▸ **Source passage**:
━━━━━━━━━━

2024-2025 Speaker Series

Friday, September 6

Sahar Heydari Fard (Ohio State)

4:00-5:30 p.m.
141 Park Hall

The Dynamic Ontology of Social Groups

The study of social groups ontology confronts a fundamental challenge: balancing the need for stability with the inherent dynamism of social life. With their static assumptions and constraints, traditional ontologies struggle to preserve the causal power of social groups while accommodating the fluidity that characterizes them. This paper argues that the prevailing ontological models, which emphasize synchronic and asymmetric dependencies within a part-whole relationship, inevitably lead to a dilemma: they either fail to maintain the necessary stability for causal efficacy or negate the dynamicity intrinsic to social groups. Drawing from this tension, the paper advocates for a shift in perspective. It suggests that to capture the change and complexity inherent in social groups authentically, we must move beyond the existing constraints of our ontologies that enforce a static picture. Instead, recognizing social groups as complex and dynamic entities allows us to reconcile the need for stability with the reality of change. This reconceptualization points towards a dynamic ontology as not just a theoretical preference but a necessity for accurately reflecting the nature of social groups.

Friday, October 4

Rosa Terlazzo (Rochester)

4:00-5:30 p.m.
141 Park Hall

Why Talking to Our Children About Injustice Cannot Wait

In this talk, I appeal to the values of fairness and solidarity to argue that white parents ought not put off conversations about racial injustice. First, I note that Black parents are obligated to talk to their children about racial injustice early in order to protect them from racial injustice. I argue that white parents’ reason not to wait is triggered by two kinds of unfairness: first, that conversations about racial injustice are painful for all children but especially painful for children learning that the are the targets of the injustice; and second, that white parents have the option of waiting while Black parents do not. Appealing to fairness alone, however, plausibly leads to objectionable leveling down. Accordingly, I appeal to the value of fairness via the value of solidarity. Solidarity is widely taken to involve a kind of felt kinship with those one stands in solidarity with, and a concomitant desire to share their fate. However, I argue that difference as well as similarity should provide reasons to engage in acts of solidarity: namely, recognition of the ways in which the same system unfairly benefits oneself while harming others. It is this position that white parents find ourselves in.

━━━━━━━━━━

[Stored records]
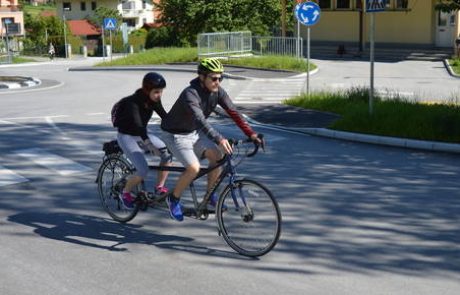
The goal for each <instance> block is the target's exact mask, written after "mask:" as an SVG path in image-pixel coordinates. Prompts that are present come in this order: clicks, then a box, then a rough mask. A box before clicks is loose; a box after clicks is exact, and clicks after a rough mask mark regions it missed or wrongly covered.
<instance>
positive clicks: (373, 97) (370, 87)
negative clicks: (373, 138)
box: [364, 0, 385, 115]
mask: <svg viewBox="0 0 460 295" xmlns="http://www.w3.org/2000/svg"><path fill="white" fill-rule="evenodd" d="M364 9H365V11H366V12H369V13H371V15H370V29H369V43H370V48H369V50H370V64H371V73H370V85H369V115H372V113H373V111H374V59H375V58H374V44H375V42H374V36H375V16H374V13H375V12H382V11H385V2H384V1H383V0H366V6H365V7H364Z"/></svg>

━━━━━━━━━━

▸ **Your goal**:
Answer these questions from the speaker series page.
(a) Which institution is listed beside Sahar Heydari Fard's name?
(b) On what date is Rosa Terlazzo's talk scheduled?
(c) Which two values does the talk "Why Talking to Our Children About Injustice Cannot Wait" appeal to?

▸ **Completed exercise**:
(a) Ohio State
(b) Friday, October 4
(c) Fairness and solidarity